___ Provided records

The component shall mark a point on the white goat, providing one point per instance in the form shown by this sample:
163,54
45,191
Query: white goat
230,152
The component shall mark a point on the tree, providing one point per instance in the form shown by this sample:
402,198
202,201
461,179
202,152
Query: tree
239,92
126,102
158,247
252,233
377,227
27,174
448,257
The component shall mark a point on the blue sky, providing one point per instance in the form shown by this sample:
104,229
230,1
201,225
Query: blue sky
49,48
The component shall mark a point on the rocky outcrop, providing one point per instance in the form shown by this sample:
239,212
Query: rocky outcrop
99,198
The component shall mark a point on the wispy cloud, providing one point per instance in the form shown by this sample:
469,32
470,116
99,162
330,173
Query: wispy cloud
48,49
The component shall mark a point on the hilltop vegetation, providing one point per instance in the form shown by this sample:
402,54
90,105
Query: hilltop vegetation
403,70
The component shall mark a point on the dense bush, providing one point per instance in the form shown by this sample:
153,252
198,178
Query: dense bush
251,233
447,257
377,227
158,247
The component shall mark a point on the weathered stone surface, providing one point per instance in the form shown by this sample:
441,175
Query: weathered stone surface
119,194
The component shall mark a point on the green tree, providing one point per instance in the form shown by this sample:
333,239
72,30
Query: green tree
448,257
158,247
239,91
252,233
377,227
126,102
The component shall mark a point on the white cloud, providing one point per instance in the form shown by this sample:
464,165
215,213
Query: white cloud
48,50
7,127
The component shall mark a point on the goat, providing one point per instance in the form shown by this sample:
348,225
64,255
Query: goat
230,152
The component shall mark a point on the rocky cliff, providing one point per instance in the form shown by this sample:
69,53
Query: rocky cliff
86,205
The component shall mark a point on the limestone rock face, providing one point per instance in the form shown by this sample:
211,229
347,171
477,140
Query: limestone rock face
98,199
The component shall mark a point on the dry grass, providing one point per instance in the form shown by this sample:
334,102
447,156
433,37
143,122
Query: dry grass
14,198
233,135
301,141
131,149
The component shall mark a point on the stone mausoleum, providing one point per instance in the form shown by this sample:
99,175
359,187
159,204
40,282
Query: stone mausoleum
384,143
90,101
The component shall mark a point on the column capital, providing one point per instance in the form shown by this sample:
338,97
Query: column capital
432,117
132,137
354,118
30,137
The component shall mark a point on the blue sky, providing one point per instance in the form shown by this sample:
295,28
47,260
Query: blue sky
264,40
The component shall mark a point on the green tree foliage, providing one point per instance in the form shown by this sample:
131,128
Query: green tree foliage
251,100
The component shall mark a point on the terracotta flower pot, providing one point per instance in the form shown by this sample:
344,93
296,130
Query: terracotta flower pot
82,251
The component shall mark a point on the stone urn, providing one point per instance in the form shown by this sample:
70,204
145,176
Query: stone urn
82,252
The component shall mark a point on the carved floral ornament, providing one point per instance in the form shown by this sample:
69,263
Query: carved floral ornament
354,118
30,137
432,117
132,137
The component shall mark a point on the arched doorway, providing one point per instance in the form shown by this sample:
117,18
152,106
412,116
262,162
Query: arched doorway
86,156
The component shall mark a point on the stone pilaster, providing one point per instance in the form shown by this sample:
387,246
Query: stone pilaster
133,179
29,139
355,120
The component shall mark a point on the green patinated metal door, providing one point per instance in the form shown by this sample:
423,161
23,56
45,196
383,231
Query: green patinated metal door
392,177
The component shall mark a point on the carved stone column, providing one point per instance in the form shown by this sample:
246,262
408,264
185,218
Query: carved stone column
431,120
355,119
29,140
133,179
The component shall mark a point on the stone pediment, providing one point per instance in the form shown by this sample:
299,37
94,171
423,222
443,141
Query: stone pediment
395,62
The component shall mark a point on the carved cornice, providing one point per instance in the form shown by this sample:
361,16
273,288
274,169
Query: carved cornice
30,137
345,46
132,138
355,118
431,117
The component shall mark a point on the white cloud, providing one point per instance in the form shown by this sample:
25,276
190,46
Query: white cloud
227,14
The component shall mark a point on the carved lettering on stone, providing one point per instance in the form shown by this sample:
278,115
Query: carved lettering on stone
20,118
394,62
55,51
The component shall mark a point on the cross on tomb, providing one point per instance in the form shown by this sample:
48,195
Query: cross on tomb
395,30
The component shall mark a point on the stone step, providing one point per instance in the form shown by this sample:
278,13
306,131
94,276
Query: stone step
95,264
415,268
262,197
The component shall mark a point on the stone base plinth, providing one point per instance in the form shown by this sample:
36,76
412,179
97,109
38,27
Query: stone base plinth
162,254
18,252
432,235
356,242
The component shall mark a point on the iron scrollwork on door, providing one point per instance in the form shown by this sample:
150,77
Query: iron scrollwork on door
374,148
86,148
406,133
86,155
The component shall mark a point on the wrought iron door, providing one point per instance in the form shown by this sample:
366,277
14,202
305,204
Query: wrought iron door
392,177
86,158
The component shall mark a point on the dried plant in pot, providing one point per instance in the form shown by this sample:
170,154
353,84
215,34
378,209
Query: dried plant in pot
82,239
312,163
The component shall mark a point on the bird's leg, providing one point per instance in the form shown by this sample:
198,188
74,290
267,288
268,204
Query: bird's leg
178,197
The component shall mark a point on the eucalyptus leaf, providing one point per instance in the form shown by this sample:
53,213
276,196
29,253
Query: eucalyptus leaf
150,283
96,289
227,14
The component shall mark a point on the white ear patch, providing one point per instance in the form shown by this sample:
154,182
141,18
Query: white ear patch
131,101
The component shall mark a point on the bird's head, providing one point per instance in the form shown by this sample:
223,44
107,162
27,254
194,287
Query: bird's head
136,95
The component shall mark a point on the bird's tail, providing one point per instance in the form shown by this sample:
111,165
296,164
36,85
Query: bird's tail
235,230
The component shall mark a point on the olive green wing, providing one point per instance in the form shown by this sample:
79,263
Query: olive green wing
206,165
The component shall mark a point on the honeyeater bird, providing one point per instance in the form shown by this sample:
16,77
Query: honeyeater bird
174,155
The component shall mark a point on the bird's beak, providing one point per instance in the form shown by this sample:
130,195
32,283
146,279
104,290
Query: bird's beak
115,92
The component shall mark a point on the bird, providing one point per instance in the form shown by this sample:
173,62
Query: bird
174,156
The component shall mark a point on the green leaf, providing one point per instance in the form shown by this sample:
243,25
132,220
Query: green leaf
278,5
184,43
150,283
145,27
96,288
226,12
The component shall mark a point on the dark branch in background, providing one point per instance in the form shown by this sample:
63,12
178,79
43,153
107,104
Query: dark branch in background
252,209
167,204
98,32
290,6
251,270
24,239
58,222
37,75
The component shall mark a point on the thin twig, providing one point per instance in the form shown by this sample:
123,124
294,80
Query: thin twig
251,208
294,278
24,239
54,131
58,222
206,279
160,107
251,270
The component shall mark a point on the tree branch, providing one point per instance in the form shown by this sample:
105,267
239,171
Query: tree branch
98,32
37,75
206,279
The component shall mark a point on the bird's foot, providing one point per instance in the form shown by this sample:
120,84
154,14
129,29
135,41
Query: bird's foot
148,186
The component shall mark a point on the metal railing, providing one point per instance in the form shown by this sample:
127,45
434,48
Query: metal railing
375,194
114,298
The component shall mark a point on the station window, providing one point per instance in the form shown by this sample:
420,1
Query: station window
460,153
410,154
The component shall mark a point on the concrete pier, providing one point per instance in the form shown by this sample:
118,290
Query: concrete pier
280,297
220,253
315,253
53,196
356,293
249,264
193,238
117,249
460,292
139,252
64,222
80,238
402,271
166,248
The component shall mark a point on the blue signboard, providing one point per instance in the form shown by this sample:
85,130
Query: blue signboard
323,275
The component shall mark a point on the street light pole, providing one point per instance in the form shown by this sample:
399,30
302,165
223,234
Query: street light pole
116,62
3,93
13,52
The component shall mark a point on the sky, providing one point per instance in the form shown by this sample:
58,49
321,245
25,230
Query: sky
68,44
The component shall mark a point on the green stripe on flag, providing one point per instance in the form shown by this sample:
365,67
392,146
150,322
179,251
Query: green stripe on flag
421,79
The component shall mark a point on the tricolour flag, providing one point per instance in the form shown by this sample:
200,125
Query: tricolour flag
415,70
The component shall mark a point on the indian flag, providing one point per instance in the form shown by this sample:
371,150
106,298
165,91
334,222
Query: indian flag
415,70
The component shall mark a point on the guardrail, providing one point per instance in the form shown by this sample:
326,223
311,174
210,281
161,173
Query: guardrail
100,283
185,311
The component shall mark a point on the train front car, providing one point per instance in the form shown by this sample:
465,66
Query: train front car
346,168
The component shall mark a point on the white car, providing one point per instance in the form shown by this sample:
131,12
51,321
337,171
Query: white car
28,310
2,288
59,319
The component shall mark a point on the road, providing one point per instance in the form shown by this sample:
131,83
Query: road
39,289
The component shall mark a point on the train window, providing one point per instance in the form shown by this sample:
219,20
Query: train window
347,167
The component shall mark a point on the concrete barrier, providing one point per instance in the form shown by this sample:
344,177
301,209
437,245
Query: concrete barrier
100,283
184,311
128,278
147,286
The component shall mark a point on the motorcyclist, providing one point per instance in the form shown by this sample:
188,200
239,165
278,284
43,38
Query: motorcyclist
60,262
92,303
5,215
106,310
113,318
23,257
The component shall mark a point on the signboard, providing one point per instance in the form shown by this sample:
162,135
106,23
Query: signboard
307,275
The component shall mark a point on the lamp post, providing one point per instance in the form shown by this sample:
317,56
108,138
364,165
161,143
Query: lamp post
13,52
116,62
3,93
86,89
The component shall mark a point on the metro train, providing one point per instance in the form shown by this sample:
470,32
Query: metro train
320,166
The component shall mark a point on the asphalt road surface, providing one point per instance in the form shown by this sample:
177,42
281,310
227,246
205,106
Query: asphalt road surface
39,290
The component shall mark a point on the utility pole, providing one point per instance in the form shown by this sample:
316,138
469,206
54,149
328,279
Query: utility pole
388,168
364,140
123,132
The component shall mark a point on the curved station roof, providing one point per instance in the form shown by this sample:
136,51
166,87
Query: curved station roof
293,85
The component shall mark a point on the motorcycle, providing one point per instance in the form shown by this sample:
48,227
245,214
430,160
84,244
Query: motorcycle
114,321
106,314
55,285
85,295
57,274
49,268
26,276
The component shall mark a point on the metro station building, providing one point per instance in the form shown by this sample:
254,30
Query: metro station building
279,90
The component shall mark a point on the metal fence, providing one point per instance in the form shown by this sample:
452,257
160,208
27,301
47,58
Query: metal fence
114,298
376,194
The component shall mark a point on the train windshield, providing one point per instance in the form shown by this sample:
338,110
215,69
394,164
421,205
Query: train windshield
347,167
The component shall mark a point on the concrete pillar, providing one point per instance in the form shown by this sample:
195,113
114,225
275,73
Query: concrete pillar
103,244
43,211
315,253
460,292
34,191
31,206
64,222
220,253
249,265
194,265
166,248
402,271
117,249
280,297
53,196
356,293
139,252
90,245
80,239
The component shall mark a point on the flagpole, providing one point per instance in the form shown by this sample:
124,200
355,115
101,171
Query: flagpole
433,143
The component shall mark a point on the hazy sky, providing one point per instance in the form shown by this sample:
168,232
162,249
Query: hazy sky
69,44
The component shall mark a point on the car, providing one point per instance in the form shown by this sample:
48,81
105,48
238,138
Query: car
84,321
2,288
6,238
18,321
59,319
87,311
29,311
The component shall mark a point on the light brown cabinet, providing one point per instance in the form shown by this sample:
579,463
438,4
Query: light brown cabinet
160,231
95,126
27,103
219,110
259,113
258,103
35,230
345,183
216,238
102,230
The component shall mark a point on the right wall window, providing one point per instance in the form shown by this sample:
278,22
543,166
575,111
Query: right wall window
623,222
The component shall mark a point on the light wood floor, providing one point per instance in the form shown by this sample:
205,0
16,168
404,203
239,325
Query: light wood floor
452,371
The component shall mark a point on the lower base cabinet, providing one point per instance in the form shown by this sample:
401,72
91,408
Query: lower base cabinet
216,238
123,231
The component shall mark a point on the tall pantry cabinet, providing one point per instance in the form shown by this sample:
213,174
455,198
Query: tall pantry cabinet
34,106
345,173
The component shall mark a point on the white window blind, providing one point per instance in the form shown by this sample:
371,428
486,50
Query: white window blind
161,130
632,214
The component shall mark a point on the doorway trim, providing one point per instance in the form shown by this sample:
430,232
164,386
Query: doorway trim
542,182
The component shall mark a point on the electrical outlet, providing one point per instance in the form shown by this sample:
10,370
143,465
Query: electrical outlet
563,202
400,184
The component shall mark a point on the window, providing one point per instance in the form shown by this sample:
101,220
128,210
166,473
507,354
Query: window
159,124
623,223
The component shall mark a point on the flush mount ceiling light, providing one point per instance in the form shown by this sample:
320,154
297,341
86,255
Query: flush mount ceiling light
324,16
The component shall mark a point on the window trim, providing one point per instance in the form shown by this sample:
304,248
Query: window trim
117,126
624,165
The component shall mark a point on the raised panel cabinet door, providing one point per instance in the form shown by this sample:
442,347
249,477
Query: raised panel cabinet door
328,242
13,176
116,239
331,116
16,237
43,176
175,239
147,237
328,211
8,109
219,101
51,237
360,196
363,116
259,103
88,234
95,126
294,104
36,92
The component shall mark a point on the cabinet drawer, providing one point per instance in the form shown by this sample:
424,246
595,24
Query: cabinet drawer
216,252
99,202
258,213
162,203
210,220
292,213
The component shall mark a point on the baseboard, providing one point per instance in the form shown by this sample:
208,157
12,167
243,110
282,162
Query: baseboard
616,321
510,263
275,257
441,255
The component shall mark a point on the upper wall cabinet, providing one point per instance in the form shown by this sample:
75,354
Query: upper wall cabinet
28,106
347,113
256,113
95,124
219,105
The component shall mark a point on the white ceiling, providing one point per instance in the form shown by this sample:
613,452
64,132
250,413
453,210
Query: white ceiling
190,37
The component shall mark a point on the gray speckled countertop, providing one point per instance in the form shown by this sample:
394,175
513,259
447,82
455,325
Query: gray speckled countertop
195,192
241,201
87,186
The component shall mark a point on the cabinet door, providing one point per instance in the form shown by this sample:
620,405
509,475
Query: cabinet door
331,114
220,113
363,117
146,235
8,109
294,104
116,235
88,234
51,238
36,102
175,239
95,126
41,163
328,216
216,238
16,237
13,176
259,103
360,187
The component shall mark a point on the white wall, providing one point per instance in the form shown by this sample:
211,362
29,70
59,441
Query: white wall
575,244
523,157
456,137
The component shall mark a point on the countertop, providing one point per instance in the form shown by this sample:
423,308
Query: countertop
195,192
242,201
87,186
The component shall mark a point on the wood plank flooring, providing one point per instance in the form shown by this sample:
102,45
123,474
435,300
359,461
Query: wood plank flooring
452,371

______

Exercise directions — Transcribe exactly the line containing "The component shall mark a point on the gray" and all remaining lines of the material, ending with the last one.

Solution for this task —
The component shall mark a point on the gray speckled countertop, providing one point per instance in the form shown by this sample:
394,175
513,259
447,82
455,325
Query: gray speckled countertop
195,192
241,201
87,186
The component shall mark a point on the cabinet door, providing one point per instance in the form shown by this sample:
620,405
509,475
Query: cabinet door
331,114
220,113
363,117
146,235
8,109
294,104
116,235
88,234
51,238
36,102
175,239
95,126
41,163
328,216
216,238
16,237
13,176
259,103
360,187
The component shall mark a point on the white wall, providing one point per instance in the form shown by this sample:
211,362
29,70
59,441
Query: white wall
575,244
523,157
456,137
The component shall mark a point on the countertop, providing one point per instance in the form shown by this sample:
423,308
Query: countertop
195,192
242,201
87,186
The component shall mark a point on the wood plank flooring, providing one point per instance in the form shown by this sample:
102,45
123,474
435,300
359,461
Query: wood plank flooring
452,371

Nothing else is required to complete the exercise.